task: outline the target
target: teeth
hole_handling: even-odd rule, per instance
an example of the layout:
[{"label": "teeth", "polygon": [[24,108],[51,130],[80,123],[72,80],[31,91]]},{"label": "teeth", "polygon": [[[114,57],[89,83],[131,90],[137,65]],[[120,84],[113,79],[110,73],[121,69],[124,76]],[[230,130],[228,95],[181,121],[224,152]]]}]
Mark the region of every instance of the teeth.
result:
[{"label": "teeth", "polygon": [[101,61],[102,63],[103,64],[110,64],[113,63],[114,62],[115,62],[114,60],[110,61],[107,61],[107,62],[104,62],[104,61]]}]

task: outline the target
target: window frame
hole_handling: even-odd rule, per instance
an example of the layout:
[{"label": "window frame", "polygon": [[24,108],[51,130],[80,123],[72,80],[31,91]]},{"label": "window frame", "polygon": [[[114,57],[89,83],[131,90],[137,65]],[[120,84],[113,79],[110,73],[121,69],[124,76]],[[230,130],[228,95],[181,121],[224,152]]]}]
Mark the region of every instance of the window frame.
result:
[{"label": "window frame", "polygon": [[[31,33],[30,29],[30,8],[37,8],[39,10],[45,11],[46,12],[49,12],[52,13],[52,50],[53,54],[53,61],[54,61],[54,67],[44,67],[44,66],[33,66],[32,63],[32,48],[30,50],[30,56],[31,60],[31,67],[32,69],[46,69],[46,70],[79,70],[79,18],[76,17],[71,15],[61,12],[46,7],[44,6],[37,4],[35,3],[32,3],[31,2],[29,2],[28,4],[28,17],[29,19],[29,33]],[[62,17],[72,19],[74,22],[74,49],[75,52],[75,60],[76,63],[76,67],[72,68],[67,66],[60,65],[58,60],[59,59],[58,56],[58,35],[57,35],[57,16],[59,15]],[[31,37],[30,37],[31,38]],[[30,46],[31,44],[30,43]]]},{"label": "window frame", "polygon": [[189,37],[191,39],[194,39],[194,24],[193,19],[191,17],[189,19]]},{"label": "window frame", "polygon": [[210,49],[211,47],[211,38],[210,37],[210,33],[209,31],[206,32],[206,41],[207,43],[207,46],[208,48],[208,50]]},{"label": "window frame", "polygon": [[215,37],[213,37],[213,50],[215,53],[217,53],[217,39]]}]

▶ WHAT IS NEEDED
Exactly reproduce all of the entries above.

▶ ANSWER TO THIS EXERCISE
task: outline the target
target: teeth
hole_handling: even-odd rule, per instance
an example of the layout:
[{"label": "teeth", "polygon": [[24,108],[51,130],[80,123],[72,80],[31,91]]},{"label": "teeth", "polygon": [[[114,57],[89,83],[131,90],[137,65]],[[120,84],[113,79],[110,73],[121,69],[124,76]],[[230,130],[228,95],[181,121],[224,152]]]}]
Mark the region of every instance of the teeth.
result:
[{"label": "teeth", "polygon": [[101,61],[102,63],[103,64],[110,64],[113,63],[114,62],[115,62],[114,60],[110,61],[107,61],[107,62],[104,62],[104,61]]}]

task: outline the target
target: window frame
hole_handling: even-odd rule, per instance
an example of the layout:
[{"label": "window frame", "polygon": [[24,108],[51,130],[80,123],[72,80],[31,91]]},{"label": "window frame", "polygon": [[[114,57],[89,83],[131,90],[137,65]],[[120,84],[113,79],[110,73],[121,69],[124,76]],[[230,130],[228,95],[181,121],[224,152]]]}]
Mark the region of every instance of the window frame.
result:
[{"label": "window frame", "polygon": [[[31,33],[30,29],[30,8],[37,8],[39,10],[45,11],[46,12],[49,12],[52,13],[52,50],[53,54],[53,61],[54,61],[54,67],[44,67],[44,66],[33,66],[32,63],[32,48],[30,50],[30,56],[31,60],[31,67],[32,69],[46,69],[46,70],[79,70],[79,18],[76,17],[71,15],[61,12],[46,7],[44,6],[37,4],[35,3],[32,3],[31,2],[29,2],[28,4],[28,17],[29,19],[29,33]],[[62,17],[72,19],[74,22],[74,49],[75,52],[75,60],[76,63],[76,67],[72,68],[67,66],[60,65],[58,60],[59,59],[58,56],[58,35],[57,35],[57,16],[59,15]],[[31,37],[30,37],[31,38]],[[30,46],[31,44],[30,43]]]},{"label": "window frame", "polygon": [[189,37],[191,39],[194,39],[194,24],[193,19],[191,17],[189,19]]},{"label": "window frame", "polygon": [[210,49],[211,47],[211,38],[210,37],[210,33],[209,31],[206,32],[206,41],[207,43],[207,46],[208,48],[208,50]]},{"label": "window frame", "polygon": [[215,37],[213,37],[213,50],[215,53],[217,53],[217,39]]}]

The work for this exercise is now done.